● Trecho selecionado
──────

               Em Botucatu o médico mineiro iniciou pesquisas sobre o ofidismo. Conhecendo os trabalhos de Calmette sobre a cobra naja, da Índia, verificou que o soro do sábio francês era ineficaz para o veneno das cobras brasileiras. Vital Brazil partiu, pois, para a descoberta de um soro especifico. Que salvasse os picados pelas cascavéis, urutus, jararacas, coatiaras, e outras que viviam nos campos, matas e lavouras, ocasionando elevada mortalidade.

               Enquanto mourejava na dura clinica do sertão, o moço cientista, continuava  nas suas pesquisas. Meu avô Antonio Pinto Nunes, farmacêutico  na Capela do Divino Espírito Santo do Rio Pardo, era um dos fornecedores de cobras para seus estudos. E a vizinhança vivia em pânico com a presença de tantas cobras no quintal do Dr. Vital. . . Para terminar suas experiências, em 1897, o Dr. Vital Brazil transferiu-se para São Paulo. Foi trabalhar no Instituto do Butantã, recém-fundado. E lá, conseguiu fabricar o soro maravilhoso. Hoje, discípulos e continuadores de Vital Brazil dirigem institutos de  anti-venenos em vários países. São técnicos capazes, que demonstram a obra sem similar realizada pelo Brasil e não encontrada nos mais ricos e civilizados países do mundo.

               Em Botucatu, o Dr. Vital Brazil formou ao lado do inolvidável Costa Leite, quando da construção da Misericórdia local. Foi secretário da novel instituição. Muitas atas da Diretoria,  foram por ele assinadas e redigidas. Não pode, no entanto, assistir à inauguração do Hospital, em 1901. Já residia, há anos, na Capital, onde realizava suas pesquisas. Mais tarde, transferiu-se para o Rio de Janeiro. Em Niterói, fundou o Instituto Anti-Veneno que tem o seu nome e que abastece o nosso continental país (com o Butantã, também) salvando milhares de vidas, de vítimas das serpentes.
──────
● Dados
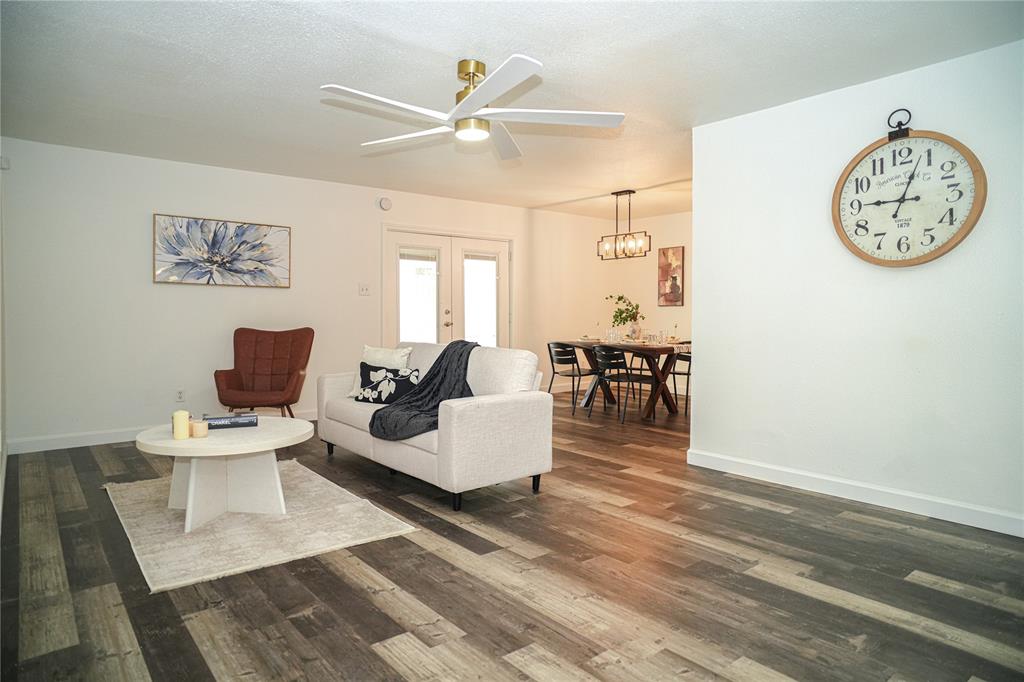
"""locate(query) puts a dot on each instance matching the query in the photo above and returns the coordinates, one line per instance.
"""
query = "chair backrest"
(610, 359)
(561, 353)
(267, 358)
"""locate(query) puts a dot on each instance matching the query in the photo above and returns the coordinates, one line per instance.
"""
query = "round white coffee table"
(229, 470)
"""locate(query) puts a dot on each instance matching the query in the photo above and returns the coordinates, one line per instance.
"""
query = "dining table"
(659, 358)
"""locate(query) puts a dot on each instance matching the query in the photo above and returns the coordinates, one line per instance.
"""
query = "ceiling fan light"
(472, 130)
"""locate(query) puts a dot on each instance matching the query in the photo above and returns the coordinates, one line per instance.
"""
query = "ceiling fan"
(472, 119)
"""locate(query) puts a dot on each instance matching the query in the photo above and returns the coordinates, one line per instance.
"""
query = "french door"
(438, 288)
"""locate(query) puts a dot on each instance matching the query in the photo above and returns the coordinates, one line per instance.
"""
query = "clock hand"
(893, 201)
(908, 181)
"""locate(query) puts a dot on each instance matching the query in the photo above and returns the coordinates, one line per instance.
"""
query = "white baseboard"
(915, 503)
(86, 438)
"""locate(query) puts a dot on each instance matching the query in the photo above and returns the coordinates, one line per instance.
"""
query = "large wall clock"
(908, 198)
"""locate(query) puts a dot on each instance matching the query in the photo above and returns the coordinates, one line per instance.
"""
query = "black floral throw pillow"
(382, 385)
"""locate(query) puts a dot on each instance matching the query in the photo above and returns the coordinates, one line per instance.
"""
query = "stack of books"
(232, 421)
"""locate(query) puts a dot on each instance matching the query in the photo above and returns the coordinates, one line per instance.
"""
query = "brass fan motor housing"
(469, 70)
(476, 124)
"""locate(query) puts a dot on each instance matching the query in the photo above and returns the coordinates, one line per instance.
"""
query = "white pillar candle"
(179, 424)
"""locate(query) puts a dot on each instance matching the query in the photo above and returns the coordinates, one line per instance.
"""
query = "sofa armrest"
(331, 386)
(487, 439)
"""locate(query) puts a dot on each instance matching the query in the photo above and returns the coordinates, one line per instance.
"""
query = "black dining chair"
(563, 354)
(613, 369)
(676, 372)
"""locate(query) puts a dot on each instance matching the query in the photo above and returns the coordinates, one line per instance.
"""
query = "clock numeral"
(901, 159)
(953, 186)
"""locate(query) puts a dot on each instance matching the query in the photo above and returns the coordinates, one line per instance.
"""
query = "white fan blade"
(504, 142)
(513, 72)
(552, 116)
(422, 112)
(398, 138)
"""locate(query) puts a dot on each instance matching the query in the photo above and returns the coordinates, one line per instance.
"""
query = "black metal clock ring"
(899, 124)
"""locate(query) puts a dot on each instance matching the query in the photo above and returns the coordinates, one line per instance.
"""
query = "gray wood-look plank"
(629, 565)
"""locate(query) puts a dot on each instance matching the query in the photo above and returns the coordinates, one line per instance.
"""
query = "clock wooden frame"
(980, 195)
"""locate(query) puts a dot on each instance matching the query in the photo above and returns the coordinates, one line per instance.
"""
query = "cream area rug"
(321, 517)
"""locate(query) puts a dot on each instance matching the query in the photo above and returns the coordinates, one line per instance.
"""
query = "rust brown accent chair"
(269, 369)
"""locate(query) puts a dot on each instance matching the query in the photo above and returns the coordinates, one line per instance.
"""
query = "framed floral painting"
(670, 275)
(203, 251)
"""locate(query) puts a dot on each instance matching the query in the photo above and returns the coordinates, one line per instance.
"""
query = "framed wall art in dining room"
(206, 251)
(670, 275)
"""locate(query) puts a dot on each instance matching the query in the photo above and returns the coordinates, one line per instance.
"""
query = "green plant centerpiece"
(628, 312)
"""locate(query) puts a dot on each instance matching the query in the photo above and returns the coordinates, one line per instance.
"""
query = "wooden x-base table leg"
(660, 388)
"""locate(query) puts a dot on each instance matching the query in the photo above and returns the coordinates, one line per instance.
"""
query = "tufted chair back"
(267, 359)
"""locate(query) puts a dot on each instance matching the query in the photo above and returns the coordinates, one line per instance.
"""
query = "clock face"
(909, 200)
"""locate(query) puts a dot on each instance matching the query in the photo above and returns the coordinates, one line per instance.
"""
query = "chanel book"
(232, 421)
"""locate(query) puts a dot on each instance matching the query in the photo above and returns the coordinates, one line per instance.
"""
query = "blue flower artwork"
(220, 252)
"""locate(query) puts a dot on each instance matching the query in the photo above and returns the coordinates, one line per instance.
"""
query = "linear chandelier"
(629, 244)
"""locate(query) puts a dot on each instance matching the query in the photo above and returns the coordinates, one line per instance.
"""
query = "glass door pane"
(418, 295)
(480, 305)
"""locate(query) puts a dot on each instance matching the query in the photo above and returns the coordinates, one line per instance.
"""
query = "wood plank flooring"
(629, 565)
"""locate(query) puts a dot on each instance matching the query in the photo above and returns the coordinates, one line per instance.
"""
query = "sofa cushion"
(347, 411)
(356, 415)
(491, 370)
(423, 355)
(501, 371)
(383, 385)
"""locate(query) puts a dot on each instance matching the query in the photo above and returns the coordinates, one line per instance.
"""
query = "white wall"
(97, 349)
(897, 386)
(570, 282)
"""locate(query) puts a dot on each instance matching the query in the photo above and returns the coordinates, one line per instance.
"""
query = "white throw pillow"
(393, 358)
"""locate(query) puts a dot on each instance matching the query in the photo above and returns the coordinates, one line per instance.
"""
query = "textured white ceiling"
(236, 84)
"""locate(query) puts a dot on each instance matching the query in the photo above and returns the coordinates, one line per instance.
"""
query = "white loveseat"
(501, 433)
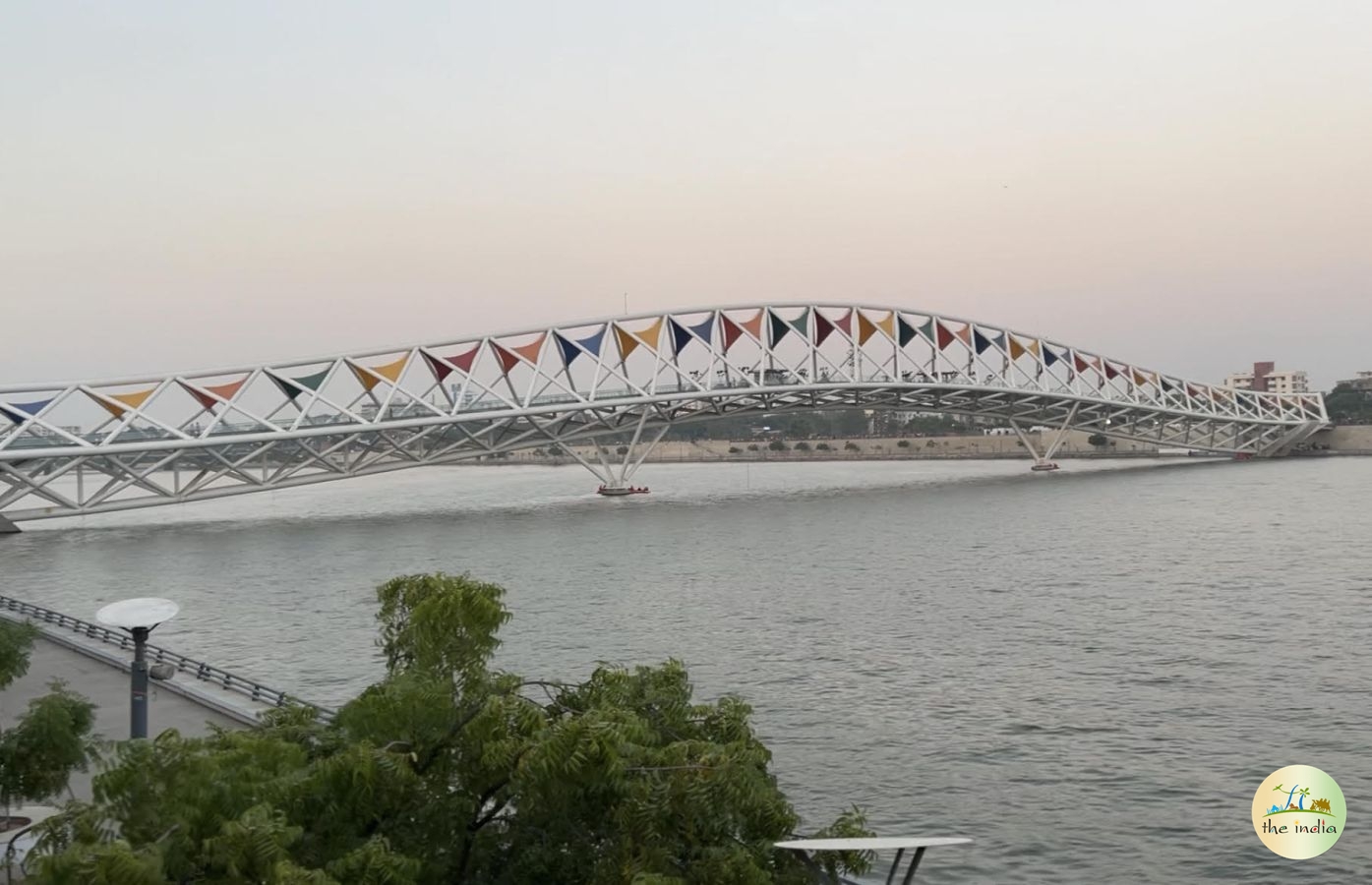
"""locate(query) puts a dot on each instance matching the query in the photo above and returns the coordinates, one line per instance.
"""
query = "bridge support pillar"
(615, 478)
(1043, 461)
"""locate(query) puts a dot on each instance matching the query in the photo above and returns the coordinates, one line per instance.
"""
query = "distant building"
(1362, 381)
(1267, 379)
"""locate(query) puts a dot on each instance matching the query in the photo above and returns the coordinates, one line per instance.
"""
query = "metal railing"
(158, 655)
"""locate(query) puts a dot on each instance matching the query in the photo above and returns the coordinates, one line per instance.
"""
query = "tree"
(450, 771)
(51, 738)
(1348, 405)
(16, 646)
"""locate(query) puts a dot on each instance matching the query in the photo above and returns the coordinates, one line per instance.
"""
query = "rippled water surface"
(1088, 673)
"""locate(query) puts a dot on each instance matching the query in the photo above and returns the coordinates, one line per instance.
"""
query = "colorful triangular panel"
(823, 328)
(704, 329)
(206, 394)
(905, 330)
(568, 350)
(650, 335)
(627, 343)
(777, 326)
(128, 401)
(21, 412)
(507, 360)
(680, 336)
(730, 330)
(753, 326)
(865, 328)
(593, 343)
(531, 350)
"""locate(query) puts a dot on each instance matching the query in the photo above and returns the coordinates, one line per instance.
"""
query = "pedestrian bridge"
(108, 444)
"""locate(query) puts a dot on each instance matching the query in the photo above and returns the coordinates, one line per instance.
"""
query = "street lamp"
(139, 617)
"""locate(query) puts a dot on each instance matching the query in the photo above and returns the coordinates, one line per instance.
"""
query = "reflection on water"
(1088, 673)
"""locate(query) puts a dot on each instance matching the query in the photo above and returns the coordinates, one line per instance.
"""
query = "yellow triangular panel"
(627, 343)
(888, 325)
(132, 401)
(367, 377)
(650, 335)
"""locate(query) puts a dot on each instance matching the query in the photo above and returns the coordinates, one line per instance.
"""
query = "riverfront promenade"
(107, 687)
(100, 673)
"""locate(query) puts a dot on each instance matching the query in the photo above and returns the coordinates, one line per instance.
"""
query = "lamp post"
(139, 617)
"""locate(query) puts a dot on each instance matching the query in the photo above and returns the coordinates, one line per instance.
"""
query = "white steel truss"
(96, 446)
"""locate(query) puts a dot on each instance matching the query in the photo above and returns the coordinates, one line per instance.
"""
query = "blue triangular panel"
(593, 343)
(568, 349)
(680, 336)
(14, 409)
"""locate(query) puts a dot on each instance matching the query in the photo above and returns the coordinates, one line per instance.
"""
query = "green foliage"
(51, 739)
(1347, 405)
(450, 771)
(16, 646)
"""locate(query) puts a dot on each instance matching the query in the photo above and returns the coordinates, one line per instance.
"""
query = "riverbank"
(1340, 441)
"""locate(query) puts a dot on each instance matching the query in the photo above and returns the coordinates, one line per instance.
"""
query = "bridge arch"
(94, 446)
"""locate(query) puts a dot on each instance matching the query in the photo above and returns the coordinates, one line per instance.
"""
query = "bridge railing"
(156, 655)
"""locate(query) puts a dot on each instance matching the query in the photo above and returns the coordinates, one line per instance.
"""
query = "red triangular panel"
(943, 333)
(732, 330)
(507, 360)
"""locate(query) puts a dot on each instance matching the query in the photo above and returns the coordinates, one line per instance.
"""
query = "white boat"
(618, 492)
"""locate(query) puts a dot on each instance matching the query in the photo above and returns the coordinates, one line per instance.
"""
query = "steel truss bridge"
(97, 446)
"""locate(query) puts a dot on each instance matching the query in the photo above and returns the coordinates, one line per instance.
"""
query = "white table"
(805, 847)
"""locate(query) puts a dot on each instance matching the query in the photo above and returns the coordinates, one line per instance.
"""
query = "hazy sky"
(1185, 186)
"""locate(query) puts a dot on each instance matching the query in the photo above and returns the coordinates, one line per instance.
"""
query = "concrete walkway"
(107, 686)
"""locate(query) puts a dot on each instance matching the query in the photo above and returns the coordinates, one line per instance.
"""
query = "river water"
(1088, 673)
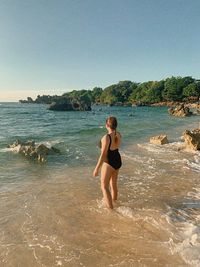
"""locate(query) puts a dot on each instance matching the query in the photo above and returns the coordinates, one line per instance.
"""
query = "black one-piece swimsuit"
(114, 158)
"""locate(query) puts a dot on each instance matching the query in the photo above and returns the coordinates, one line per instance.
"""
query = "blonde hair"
(112, 124)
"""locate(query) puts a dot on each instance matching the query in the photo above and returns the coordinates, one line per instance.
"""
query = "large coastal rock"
(192, 139)
(159, 140)
(71, 104)
(30, 150)
(180, 111)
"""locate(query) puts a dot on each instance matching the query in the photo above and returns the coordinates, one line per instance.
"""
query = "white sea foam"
(125, 211)
(189, 247)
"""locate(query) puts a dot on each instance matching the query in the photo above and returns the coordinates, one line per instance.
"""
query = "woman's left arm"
(103, 156)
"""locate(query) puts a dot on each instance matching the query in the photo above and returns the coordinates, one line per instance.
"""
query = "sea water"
(52, 213)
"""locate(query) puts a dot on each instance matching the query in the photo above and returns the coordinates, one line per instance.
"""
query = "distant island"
(164, 92)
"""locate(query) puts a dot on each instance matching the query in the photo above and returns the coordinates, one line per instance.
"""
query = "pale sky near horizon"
(51, 47)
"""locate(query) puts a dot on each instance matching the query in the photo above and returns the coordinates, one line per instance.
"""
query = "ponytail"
(112, 123)
(116, 138)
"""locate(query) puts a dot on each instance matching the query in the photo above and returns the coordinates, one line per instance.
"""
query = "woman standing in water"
(109, 162)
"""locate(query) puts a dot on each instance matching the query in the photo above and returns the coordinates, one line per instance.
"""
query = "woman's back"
(115, 140)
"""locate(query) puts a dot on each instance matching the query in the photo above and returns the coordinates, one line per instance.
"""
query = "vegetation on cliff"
(182, 89)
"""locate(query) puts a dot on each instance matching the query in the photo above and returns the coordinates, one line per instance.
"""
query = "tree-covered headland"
(179, 89)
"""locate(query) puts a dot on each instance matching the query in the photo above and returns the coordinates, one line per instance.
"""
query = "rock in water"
(192, 139)
(180, 111)
(159, 140)
(32, 151)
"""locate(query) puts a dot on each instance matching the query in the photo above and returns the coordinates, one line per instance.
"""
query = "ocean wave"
(189, 247)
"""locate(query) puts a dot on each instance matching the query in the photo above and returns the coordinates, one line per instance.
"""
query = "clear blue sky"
(55, 46)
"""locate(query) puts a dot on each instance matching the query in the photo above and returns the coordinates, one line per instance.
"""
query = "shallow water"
(52, 214)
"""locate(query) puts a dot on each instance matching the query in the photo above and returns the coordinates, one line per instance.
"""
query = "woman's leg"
(113, 185)
(106, 172)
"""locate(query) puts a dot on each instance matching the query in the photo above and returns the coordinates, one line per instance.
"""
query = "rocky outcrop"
(159, 140)
(67, 104)
(30, 150)
(180, 111)
(192, 139)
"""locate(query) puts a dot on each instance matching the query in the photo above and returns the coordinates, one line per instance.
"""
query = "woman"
(110, 161)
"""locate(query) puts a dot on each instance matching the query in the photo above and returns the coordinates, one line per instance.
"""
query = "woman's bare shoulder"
(118, 133)
(104, 138)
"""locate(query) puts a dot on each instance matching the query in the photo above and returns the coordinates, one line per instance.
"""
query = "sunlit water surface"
(52, 214)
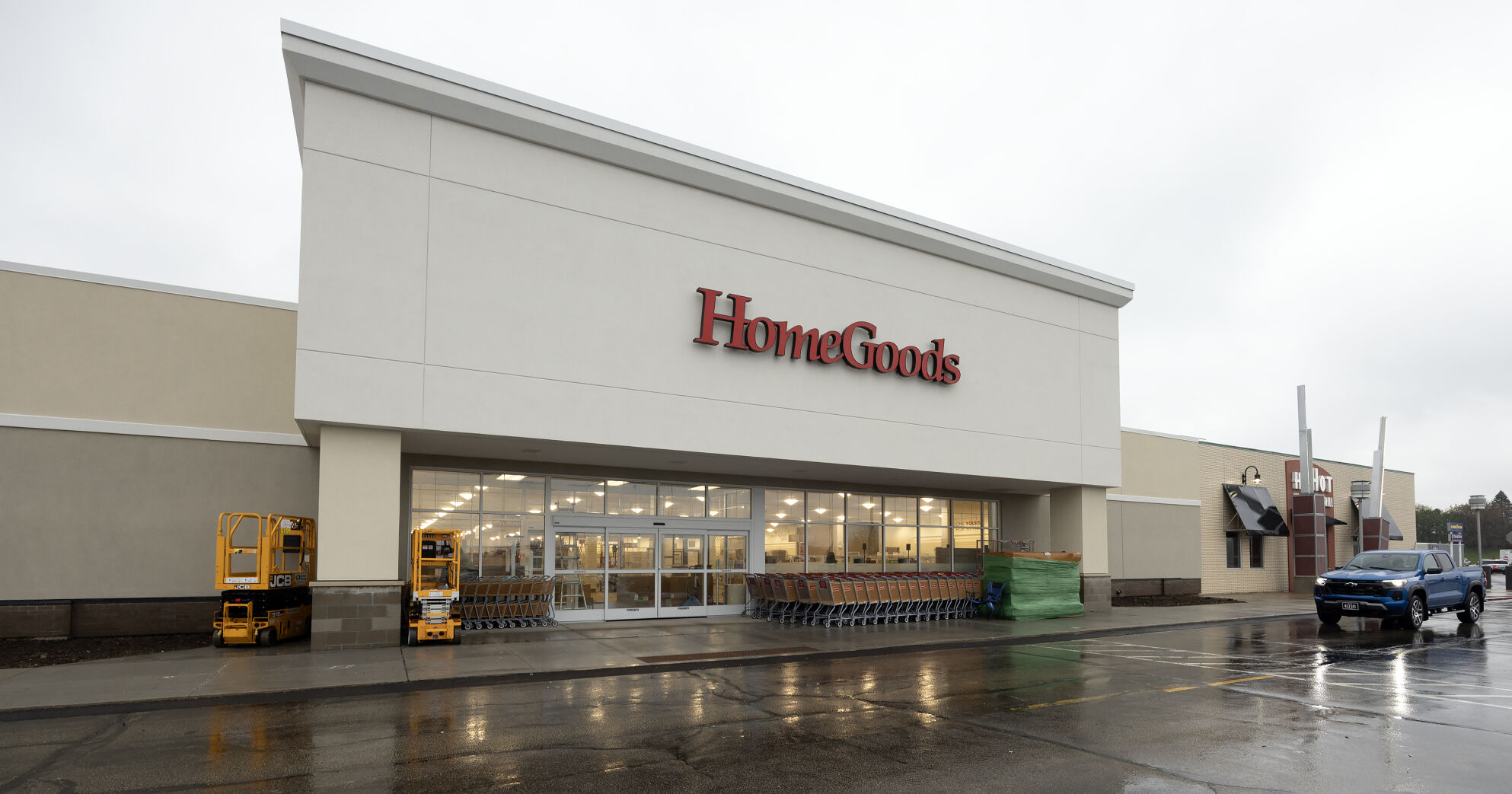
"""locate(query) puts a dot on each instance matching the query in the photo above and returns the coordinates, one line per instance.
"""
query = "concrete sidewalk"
(211, 677)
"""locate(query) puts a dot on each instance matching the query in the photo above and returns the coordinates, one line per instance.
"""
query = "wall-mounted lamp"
(1243, 478)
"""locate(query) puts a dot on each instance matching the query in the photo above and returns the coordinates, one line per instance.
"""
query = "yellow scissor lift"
(434, 590)
(262, 569)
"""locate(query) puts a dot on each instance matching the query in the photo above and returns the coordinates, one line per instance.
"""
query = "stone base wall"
(124, 617)
(1096, 593)
(1157, 587)
(348, 617)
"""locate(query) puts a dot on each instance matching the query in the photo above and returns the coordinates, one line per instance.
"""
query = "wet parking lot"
(1286, 705)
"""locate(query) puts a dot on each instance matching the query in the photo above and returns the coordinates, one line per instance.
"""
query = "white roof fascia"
(152, 286)
(360, 69)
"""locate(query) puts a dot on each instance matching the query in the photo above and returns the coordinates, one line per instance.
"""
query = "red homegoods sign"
(1322, 483)
(855, 345)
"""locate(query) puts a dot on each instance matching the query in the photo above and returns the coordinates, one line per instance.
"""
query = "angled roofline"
(362, 69)
(150, 286)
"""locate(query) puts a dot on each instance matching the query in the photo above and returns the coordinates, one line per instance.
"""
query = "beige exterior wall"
(1159, 466)
(104, 516)
(1154, 542)
(1222, 464)
(360, 490)
(99, 351)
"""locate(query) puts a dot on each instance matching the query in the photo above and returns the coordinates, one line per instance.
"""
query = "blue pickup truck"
(1402, 587)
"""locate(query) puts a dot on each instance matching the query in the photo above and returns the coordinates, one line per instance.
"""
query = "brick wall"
(346, 617)
(107, 617)
(1225, 463)
(35, 619)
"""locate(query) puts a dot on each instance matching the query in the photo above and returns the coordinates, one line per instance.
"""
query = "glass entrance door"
(631, 588)
(681, 575)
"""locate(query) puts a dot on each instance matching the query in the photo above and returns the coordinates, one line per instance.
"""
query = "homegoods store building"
(598, 352)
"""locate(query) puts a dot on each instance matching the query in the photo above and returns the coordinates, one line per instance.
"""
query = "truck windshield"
(1383, 562)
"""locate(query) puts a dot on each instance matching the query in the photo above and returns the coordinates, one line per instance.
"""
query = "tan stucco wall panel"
(104, 516)
(99, 351)
(1227, 463)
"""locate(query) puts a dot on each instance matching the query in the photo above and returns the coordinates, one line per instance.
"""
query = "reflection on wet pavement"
(1283, 705)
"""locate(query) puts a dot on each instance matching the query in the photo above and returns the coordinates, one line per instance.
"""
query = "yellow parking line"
(1237, 681)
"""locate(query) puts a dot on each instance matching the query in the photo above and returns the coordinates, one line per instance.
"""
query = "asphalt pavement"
(1277, 705)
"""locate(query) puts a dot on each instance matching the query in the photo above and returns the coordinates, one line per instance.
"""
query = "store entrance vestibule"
(650, 572)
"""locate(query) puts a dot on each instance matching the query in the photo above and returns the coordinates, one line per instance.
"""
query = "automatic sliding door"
(633, 575)
(682, 578)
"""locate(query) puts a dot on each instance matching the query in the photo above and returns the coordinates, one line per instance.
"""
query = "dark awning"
(1363, 509)
(1255, 510)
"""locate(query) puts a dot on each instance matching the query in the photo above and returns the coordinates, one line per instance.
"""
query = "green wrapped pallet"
(1036, 585)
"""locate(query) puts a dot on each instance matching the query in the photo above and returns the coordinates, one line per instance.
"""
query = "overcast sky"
(1300, 193)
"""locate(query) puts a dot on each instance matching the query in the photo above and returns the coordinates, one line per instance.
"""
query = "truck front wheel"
(1472, 607)
(1417, 613)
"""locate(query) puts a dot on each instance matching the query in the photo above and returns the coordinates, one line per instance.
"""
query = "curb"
(356, 690)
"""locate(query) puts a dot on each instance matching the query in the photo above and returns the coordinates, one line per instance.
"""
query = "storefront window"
(729, 502)
(933, 548)
(783, 544)
(575, 495)
(681, 501)
(967, 513)
(863, 548)
(728, 588)
(863, 509)
(826, 548)
(826, 507)
(967, 553)
(579, 551)
(900, 510)
(513, 493)
(443, 490)
(631, 498)
(903, 548)
(783, 505)
(633, 551)
(933, 512)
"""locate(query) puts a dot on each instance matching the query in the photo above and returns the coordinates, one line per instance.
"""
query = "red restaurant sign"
──────
● Tarefa A
Reescreva o trecho sobre Vital Brazil de "Em Botucatu, o" a "vítimas das serpentes.", trocando "novel" por "nova".
● Tarefa B
Responda às perguntas sobre o texto a respeito de Vital Brazil:
(i) Em que ano o Dr. Vital Brazil se transferiu para São Paulo?
(ii) Qual era a profissão de Antonio Pinto Nunes, avô de quem escreve o texto?
(iii) Em que cidade Vital Brazil fundou o Instituto Anti-Veneno que tem o seu nome?
● Tarefa C
Como você prosseguiria o texto sobre Vital Brazil, escrevendo a partir da última frase?
Os registros provêm de outra fonte.

● Resposta A
Em Botucatu, o Dr. Vital Brazil formou ao lado do inolvidável Costa Leite, quando da construção da Misericórdia local. Foi secretário da nova instituição. Muitas atas da Diretoria,  foram por ele assinadas e redigidas. Não pode, no entanto, assistir à inauguração do Hospital, em 1901. Já residia, há anos, na Capital, onde realizava suas pesquisas. Mais tarde, transferiu-se para o Rio de Janeiro. Em Niterói, fundou o Instituto Anti-Veneno que tem o seu nome e que abastece o nosso continental país (com o Butantã, também) salvando milhares de vidas, de vítimas das serpentes.

● Resposta B
(i) Em 1897.
(ii) Era farmacêutico.
(iii) Em Niterói.

● Resposta C
               Dr. Vital Brazil era profundamente religioso. Protestante. Crente, refutava as idéias materialistas que muitos médicos costumavam defender. Lia constantemente a Bíblia. E nas suas andanças pelas fazendas e vilarejos, não deixava o Livro dos Livros. Um episódio curioso de sua vida de médico, me foi relatado há pouco tempo: “ A família Souza Nogueira, evangélica, morava numa propriedade agrícola um bocado distante da cidade. Certo dia, a dona da casa, entrou em trabalhos de parto. E a coisa complicou. Resolveram chamar o médico da família, que era o Dr. Vital Brazil. Mandaram um próprio buscá-lo. E até que ele recebesse o recado, preparasse o cavalo e iniciasse a viagem, decorreu largo tempo. Ao chegar à fazenda, o moço médico, percebeu que algo de grave  deveria ter ocorrido. Ambiente de tristeza. Choros. Sinal de morte. Apeando-se, foi logo indagando sobre o que ocorrera. Queria saber se a parturiente estava morta. Então responderam : “Doutor, a  mãe está viva, mas a criança morreu”. O Doutor Vital Brazil, muito calmo, perguntou: Onde está o natimorto? Mostraram-lhe o anjinho, que estava sendo preparado para o enterro. O Dr. Vital aproximou-se. Examinou atentamente o feto. E largou a bomba: “Esta criança não morreu, está viva”. E, imediatamente, começou a fazer as manobras de reanimação,fazendo o bebê respirar, para alegria dos circunstantes. E depois, foi cuidar da parturiente, que, sã e salva, chorava de alegria”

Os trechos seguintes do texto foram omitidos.